WHAT IS EXPECTED: Your task is to reproduce the entries below word for word.

SUPPLIED DATA:
+++
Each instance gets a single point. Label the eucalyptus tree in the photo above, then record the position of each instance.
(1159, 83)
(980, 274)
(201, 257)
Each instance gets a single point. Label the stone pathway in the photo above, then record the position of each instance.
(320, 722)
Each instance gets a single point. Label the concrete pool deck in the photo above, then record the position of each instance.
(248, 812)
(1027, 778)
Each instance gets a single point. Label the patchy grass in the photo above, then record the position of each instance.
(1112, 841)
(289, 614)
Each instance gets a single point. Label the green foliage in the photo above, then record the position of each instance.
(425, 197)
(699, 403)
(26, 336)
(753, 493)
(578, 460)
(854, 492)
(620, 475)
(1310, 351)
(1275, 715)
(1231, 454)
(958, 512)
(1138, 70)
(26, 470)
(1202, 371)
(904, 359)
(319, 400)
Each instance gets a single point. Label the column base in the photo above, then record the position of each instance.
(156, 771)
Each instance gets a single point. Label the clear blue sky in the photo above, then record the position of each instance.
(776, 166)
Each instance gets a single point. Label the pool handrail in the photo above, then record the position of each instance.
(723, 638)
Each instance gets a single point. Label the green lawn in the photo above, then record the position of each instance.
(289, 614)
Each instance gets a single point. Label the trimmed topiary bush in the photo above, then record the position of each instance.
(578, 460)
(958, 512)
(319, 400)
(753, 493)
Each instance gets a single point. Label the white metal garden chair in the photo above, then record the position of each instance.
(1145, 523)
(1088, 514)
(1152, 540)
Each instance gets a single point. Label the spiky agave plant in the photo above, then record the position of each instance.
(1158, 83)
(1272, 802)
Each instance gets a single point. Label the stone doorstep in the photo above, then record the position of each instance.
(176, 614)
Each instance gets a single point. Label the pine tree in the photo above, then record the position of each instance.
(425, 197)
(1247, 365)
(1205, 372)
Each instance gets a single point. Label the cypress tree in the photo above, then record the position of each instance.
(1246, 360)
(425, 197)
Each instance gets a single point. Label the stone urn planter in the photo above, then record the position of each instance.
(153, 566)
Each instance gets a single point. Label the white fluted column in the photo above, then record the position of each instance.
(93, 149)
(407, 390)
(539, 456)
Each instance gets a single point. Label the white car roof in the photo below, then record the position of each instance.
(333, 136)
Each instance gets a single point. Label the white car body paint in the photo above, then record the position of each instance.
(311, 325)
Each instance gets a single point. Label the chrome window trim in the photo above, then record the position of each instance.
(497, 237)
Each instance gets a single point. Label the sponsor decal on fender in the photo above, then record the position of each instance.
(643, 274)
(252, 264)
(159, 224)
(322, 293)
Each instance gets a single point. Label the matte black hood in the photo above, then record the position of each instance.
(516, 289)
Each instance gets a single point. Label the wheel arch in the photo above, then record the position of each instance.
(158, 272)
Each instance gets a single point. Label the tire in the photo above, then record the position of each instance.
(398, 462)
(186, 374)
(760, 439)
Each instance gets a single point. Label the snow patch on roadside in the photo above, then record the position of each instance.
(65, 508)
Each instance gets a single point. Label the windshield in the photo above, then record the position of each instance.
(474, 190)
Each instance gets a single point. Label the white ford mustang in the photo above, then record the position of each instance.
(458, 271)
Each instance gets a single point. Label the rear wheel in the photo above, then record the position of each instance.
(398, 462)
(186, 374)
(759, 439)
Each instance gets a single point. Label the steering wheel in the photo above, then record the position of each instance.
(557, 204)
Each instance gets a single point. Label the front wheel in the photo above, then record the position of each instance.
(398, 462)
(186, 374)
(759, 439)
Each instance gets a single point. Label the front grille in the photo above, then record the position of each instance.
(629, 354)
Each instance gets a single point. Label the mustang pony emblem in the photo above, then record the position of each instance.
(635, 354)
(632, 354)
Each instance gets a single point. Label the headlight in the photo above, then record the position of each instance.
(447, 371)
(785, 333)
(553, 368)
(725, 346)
+++
SOLUTION:
Each instance gets a single point. Label the eucalyptus tree in the photo above, then record the position of each instance.
(1159, 83)
(980, 274)
(201, 257)
Each instance gets a single point. Label the stone pathway in the photo above, then record the position of each instance.
(320, 722)
Each instance gets a single point. Label the concrete pool deck in the photo above, then record the position of each instance.
(248, 812)
(1027, 778)
Each instance gets a single point. Label the patchy grass in the photo above, then record the position of each instance.
(1112, 841)
(289, 614)
Each instance gets a single point. Label the green foliage in the photo above, then record the position of each instance.
(425, 197)
(699, 403)
(26, 336)
(753, 493)
(578, 460)
(854, 492)
(620, 475)
(1310, 351)
(1275, 715)
(1231, 454)
(958, 512)
(1138, 70)
(26, 470)
(1202, 371)
(904, 359)
(319, 400)
Each instance gets a single point. Label the column base in the photo above, then record the position of each instance.
(156, 771)
Each instance gets a single point. Label the clear blue sky in the photo above, then record the position of each instance.
(776, 166)
Each instance gets a single point. Label the pool handrail in the photo above, then record the position of each instance.
(723, 638)
Each instance gets a single point. Label the green lawn in the photo above, then record the position of each instance.
(289, 614)
Each instance gets a single point. Label the trimmed topiary bush in the photo above, then record the position of each instance.
(578, 460)
(958, 512)
(319, 400)
(753, 493)
Each instance gets a single point. Label the white metal garden chair in the photo above, then record the position of each instance.
(1145, 523)
(1088, 514)
(1152, 540)
Each instance gets a single point. Label the spiky agave plant in the photo above, then record the position of each instance.
(1158, 83)
(1272, 802)
Each instance gets a single point. Label the stone doorstep in the photo above, then record the position of each instance.
(176, 614)
Each instance gets a single point. Label the pine tree in the photo above, then record the position of each instance.
(425, 197)
(1247, 365)
(1205, 372)
Each instance gets a single point. Label the cypress tree in the photo above, then record the position of each instance.
(1246, 360)
(425, 197)
Each instance gets a single point. Label the stone urn planter in the photo above, then record the position of each instance.
(153, 566)
Each instance gets a single point. Label the white fluted column in the photo above, then record the position of each instance.
(93, 149)
(407, 390)
(539, 456)
Each instance gets a single point. Label the white car roof in the photo below, then record the position of each instance.
(333, 136)
Each instance gets a single point. Label the white car body paint in the photo above, then record the position of each instance.
(311, 325)
Each instance gets a single point. Label the chrome window trim in the photo above, then record the position of each instance.
(497, 237)
Each instance gets a single point. Label the sponsor decal on fender in the photo above, then record the position of each instance.
(643, 274)
(252, 264)
(159, 224)
(322, 293)
Each instance gets a single point. Label the matte black hood in the photo above, then record the position of each instance.
(516, 289)
Each instance gets a single point. Label the wheel arch in the photo above, then record the position of each instance.
(158, 272)
Each instance gets a single point. Label the tire in the photo above, then record the position of each instance.
(398, 462)
(186, 374)
(760, 439)
Each instance gets a single point. Label the snow patch on roadside in the photo above, then record the position of each instance.
(65, 508)
Each instance gets a single point. Label the windshield in the photo above, then record the position of each instance.
(474, 190)
Each instance gets a single point. Label the white ford mustang in the photo above, then record the position of each instance.
(458, 271)
Each instance gets a single point. Label the rear wheel in the photo above, then record the position of each instance.
(398, 462)
(186, 374)
(759, 439)
Each instance gets a single point. Label the steering wheel in the photo above, then record the position of each instance.
(557, 204)
Each instance gets a single point. Label the front wheel in the photo above, then record the position of each instance.
(398, 462)
(186, 374)
(759, 439)
Each instance gets a single point. Label the front grille in the photo above, then record the position of each instance.
(629, 354)
Each instance gets a single point. Label the mustang pony emblem in the photo above, then record the position of each instance.
(635, 354)
(632, 354)
Each instance gets a single point. Label the headlight in the photo above, then record the position of each instance.
(447, 371)
(785, 333)
(553, 368)
(725, 346)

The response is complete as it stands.